Information supplied:
******

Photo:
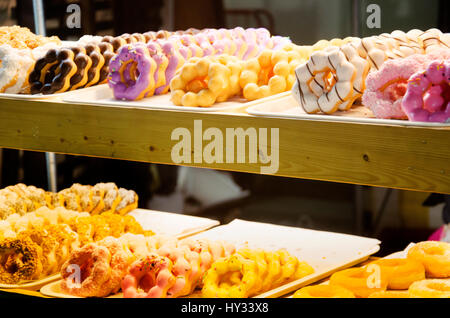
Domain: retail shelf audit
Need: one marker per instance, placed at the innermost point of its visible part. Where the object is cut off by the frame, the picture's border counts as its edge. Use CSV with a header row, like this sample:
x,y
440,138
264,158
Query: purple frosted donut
x,y
136,56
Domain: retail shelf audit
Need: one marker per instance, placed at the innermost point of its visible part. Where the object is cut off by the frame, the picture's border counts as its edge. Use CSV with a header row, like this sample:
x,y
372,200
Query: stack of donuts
x,y
85,63
97,199
143,267
424,273
37,244
379,69
19,49
142,70
249,272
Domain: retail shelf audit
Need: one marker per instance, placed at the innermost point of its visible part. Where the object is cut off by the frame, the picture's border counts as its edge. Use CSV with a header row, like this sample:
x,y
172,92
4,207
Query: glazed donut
x,y
325,81
10,66
199,83
435,257
65,70
139,56
20,260
358,280
19,83
152,274
430,288
162,63
266,75
247,269
323,291
107,50
401,272
390,294
93,263
387,86
427,94
98,61
83,63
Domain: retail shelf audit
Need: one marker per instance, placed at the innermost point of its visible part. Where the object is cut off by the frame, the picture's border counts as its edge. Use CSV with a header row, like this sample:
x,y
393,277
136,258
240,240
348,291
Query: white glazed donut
x,y
325,81
10,66
27,64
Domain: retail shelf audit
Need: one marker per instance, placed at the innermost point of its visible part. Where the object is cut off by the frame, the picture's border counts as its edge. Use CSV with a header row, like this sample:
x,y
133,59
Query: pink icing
x,y
427,96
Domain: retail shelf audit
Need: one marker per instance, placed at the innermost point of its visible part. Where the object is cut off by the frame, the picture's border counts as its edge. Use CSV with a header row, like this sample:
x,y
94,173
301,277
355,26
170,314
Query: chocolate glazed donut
x,y
83,63
67,68
97,63
38,75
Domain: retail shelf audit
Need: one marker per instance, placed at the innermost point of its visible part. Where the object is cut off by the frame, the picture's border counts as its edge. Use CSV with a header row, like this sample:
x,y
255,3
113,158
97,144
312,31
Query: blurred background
x,y
395,217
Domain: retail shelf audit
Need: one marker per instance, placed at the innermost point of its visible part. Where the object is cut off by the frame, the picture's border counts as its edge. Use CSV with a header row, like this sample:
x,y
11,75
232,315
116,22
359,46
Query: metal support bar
x,y
39,26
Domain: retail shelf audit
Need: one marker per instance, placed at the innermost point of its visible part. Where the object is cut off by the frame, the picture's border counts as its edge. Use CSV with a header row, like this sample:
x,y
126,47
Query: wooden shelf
x,y
413,158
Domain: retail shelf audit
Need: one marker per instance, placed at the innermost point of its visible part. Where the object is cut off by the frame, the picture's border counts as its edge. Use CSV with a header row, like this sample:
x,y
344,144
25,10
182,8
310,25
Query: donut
x,y
162,63
430,288
401,272
390,294
152,275
427,94
199,83
65,70
145,65
20,82
9,68
323,291
98,61
93,263
325,81
386,87
107,50
359,281
266,75
249,272
20,260
175,61
435,257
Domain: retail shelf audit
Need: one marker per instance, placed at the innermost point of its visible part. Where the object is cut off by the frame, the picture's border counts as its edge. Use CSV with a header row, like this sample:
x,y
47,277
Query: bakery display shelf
x,y
161,223
375,154
337,251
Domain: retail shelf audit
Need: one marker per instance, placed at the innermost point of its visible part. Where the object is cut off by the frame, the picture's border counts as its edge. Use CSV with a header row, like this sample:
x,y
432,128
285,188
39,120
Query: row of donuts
x,y
52,66
164,267
424,273
36,245
86,63
21,199
335,77
158,61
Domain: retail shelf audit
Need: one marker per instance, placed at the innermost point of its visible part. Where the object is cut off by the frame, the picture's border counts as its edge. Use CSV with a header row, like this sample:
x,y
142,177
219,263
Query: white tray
x,y
326,252
102,95
287,107
47,96
173,224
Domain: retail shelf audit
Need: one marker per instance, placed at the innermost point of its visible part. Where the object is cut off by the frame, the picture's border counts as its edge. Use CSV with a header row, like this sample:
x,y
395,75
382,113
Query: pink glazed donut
x,y
427,95
124,86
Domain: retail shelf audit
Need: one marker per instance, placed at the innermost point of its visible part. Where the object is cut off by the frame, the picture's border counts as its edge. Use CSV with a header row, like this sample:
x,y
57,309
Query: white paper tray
x,y
173,224
287,107
102,95
326,252
47,96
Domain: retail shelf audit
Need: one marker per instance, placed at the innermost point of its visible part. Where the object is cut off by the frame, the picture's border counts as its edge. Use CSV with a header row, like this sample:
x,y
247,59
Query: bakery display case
x,y
366,110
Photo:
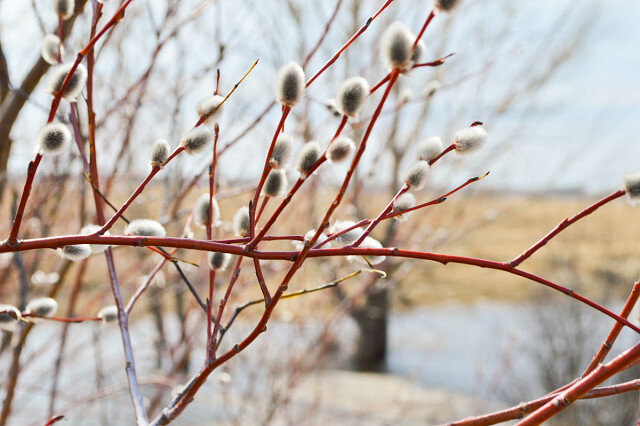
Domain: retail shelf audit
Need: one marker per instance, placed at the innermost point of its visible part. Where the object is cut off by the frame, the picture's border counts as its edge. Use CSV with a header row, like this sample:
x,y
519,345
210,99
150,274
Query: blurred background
x,y
555,83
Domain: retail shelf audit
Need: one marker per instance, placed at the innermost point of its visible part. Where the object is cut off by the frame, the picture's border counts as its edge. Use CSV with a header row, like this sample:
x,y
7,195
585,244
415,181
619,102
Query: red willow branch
x,y
582,387
283,204
364,222
615,331
380,217
67,320
123,318
525,408
564,224
348,43
212,271
180,403
33,165
55,242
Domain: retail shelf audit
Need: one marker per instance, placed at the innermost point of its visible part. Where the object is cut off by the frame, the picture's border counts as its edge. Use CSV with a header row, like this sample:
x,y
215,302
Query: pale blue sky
x,y
580,133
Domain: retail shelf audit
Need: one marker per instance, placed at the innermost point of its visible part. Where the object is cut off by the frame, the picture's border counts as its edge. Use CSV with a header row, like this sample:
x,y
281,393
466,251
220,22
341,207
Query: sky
x,y
575,134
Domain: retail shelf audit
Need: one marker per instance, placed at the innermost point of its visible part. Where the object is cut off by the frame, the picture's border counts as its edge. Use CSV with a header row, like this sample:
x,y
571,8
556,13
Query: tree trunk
x,y
372,319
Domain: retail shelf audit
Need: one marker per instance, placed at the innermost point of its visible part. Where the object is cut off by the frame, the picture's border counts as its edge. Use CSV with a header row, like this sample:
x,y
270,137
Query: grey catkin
x,y
290,85
396,44
340,149
281,153
403,202
52,139
159,153
42,306
276,183
416,176
211,108
469,139
351,95
307,158
430,148
145,228
196,139
76,82
75,252
64,8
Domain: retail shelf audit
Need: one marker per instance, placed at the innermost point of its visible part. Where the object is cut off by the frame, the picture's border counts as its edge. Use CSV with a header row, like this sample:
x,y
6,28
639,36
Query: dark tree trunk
x,y
371,351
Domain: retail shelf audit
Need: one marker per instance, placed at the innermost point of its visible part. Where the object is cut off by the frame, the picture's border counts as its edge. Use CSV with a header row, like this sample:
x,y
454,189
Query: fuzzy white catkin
x,y
108,313
92,229
306,241
159,153
307,158
75,253
276,183
52,139
201,211
145,228
396,44
631,185
281,153
208,106
331,106
432,87
469,139
64,8
291,84
340,149
8,319
348,237
196,139
41,279
76,82
368,242
445,5
241,222
52,49
42,306
403,202
218,261
351,95
421,47
416,176
430,148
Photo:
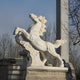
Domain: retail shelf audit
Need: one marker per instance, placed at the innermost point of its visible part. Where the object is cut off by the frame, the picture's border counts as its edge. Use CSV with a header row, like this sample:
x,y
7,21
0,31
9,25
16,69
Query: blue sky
x,y
15,13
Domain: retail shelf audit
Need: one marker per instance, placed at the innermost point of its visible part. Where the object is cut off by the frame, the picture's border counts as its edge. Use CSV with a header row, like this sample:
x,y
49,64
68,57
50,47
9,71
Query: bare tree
x,y
75,35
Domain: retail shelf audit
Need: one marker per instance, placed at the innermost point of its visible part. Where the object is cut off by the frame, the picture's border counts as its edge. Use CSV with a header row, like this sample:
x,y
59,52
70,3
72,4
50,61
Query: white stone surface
x,y
34,44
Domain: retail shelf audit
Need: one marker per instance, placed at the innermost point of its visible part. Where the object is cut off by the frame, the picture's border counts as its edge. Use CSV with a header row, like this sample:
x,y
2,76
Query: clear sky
x,y
15,13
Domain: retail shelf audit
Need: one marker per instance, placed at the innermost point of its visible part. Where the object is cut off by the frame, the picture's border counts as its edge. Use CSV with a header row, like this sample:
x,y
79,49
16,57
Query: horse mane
x,y
43,26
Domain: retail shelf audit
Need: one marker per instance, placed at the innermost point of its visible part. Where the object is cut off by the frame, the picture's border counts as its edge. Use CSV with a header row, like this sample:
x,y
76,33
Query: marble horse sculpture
x,y
33,38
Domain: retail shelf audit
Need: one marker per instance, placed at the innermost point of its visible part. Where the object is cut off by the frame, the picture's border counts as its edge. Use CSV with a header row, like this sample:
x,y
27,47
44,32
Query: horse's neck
x,y
36,27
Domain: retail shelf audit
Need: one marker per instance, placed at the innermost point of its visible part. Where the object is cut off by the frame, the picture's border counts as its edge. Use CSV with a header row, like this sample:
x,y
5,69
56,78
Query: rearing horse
x,y
33,37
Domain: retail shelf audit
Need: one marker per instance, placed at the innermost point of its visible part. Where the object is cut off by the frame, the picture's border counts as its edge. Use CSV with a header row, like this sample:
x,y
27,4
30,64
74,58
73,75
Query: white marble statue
x,y
32,38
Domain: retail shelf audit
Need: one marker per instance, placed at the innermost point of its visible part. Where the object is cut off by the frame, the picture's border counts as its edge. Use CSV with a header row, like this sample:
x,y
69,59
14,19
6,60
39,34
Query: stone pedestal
x,y
46,73
62,29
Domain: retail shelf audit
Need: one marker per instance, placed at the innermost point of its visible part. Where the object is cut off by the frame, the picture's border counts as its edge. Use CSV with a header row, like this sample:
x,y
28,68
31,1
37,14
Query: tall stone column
x,y
63,27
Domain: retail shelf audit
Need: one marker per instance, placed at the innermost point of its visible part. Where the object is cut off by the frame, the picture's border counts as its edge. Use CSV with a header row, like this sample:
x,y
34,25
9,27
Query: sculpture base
x,y
46,73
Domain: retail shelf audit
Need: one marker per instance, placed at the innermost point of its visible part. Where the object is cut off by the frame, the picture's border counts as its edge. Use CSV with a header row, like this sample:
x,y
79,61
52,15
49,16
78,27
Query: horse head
x,y
16,31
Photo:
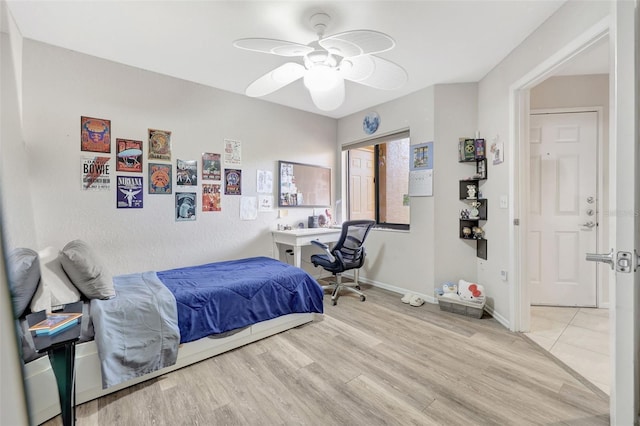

******

Task prompt: Identify each line of the entries above that holds the string "donuts", and copy those lines out in full.

Result of the task:
Query: stack of donuts
Query: row of donuts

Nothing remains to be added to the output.